**What needs to be done:**
Present the data below as a Markdown table with the columns Row and Line, one numbered row for each line and blank lines left out.
------------------------------
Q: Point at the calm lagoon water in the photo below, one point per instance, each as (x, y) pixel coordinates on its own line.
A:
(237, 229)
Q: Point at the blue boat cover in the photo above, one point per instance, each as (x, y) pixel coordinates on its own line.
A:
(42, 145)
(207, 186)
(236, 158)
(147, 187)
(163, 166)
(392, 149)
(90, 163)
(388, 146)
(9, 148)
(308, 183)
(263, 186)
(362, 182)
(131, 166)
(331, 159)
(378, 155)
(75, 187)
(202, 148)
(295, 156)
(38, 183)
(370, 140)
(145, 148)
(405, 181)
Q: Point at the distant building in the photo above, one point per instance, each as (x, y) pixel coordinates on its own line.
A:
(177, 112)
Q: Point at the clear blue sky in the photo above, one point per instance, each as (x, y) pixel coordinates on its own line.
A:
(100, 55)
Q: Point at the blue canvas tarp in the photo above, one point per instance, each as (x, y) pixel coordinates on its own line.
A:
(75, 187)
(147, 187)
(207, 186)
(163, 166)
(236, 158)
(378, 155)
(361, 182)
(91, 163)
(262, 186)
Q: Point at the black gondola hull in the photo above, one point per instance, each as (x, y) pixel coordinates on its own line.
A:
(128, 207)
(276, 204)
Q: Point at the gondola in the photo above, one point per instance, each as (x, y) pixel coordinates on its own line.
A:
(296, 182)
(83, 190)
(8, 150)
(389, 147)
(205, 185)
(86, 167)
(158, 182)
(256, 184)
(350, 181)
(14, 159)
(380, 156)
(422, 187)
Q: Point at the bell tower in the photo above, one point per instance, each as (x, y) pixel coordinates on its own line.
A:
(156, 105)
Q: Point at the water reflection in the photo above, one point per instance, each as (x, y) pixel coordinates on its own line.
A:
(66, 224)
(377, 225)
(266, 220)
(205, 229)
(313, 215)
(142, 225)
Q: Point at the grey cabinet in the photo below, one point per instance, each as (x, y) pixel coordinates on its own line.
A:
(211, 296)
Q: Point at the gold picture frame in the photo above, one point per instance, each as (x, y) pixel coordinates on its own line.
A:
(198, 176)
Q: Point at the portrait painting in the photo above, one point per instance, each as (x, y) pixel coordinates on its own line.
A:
------------------------------
**Reply:**
| Row | Line |
|---|---|
| 1 | Q: Point at the calm lagoon water in the photo below, one point per instance, each as (x, y) pixel coordinates on its own line. |
| 2 | A: |
| 3 | (237, 229) |
| 4 | Q: Point at the blue boat cover in the photo above, one point per instance, each as (x, y) pixel coordinates on its own line. |
| 5 | A: |
| 6 | (42, 145) |
| 7 | (207, 186) |
| 8 | (236, 158) |
| 9 | (147, 187) |
| 10 | (163, 166) |
| 11 | (392, 149) |
| 12 | (90, 163) |
| 13 | (388, 146) |
| 14 | (9, 148) |
| 15 | (308, 183) |
| 16 | (263, 186) |
| 17 | (362, 182) |
| 18 | (131, 166) |
| 19 | (331, 159) |
| 20 | (378, 155) |
| 21 | (75, 187) |
| 22 | (202, 148) |
| 23 | (295, 156) |
| 24 | (38, 183) |
| 25 | (370, 140) |
| 26 | (145, 148) |
| 27 | (405, 181) |
| 28 | Q: Point at the distant building in the photo above, one point per instance, each as (x, y) pixel coordinates on its own line. |
| 29 | A: |
| 30 | (177, 112) |
| 31 | Q: Point at the clear blue sky in the photo above, one point per instance, each as (x, y) pixel coordinates on its own line. |
| 32 | A: |
| 33 | (100, 55) |
| 34 | Q: Point at the blue canvas tarp in the photo above, one point per instance, each as (x, y) pixel coordinates on its own line. |
| 35 | A: |
| 36 | (75, 187) |
| 37 | (147, 187) |
| 38 | (207, 186) |
| 39 | (163, 166) |
| 40 | (236, 158) |
| 41 | (378, 155) |
| 42 | (361, 182) |
| 43 | (91, 163) |
| 44 | (262, 186) |
| 45 | Q: Point at the black gondola hull in the photo above, one point per instance, each as (x, y) pixel coordinates on its own line. |
| 46 | A: |
| 47 | (128, 207) |
| 48 | (276, 204) |
| 49 | Q: Point at the gondola in the photo above, one point per instance, each as (x, y) pixel coordinates on its own line. |
| 50 | A: |
| 51 | (296, 182) |
| 52 | (83, 190) |
| 53 | (8, 150) |
| 54 | (389, 147) |
| 55 | (205, 185) |
| 56 | (86, 167) |
| 57 | (158, 182) |
| 58 | (256, 184) |
| 59 | (350, 181) |
| 60 | (14, 159) |
| 61 | (380, 156) |
| 62 | (422, 187) |
| 63 | Q: Point at the bell tower in the photo above, one point per instance, each as (x, y) pixel coordinates on its own line. |
| 64 | A: |
| 65 | (156, 105) |
| 66 | Q: Point at the water reflection in the photo above, one point per instance, each as (x, y) pixel coordinates on its own line. |
| 67 | A: |
| 68 | (66, 224) |
| 69 | (377, 225) |
| 70 | (266, 220) |
| 71 | (205, 229) |
| 72 | (313, 215) |
| 73 | (142, 225) |
| 74 | Q: Point at the grey cabinet in the photo below, one point per instance, each as (x, y) pixel coordinates on its own line. |
| 75 | A: |
| 76 | (211, 296) |
| 77 | Q: Point at the gold picture frame in the photo above, one point per instance, each as (x, y) pixel coordinates on its own line. |
| 78 | A: |
| 79 | (198, 176) |
| 80 | Q: Point at the portrait painting in the photo above, one point per instance, each as (x, y) pixel coordinates on its own line. |
| 81 | A: |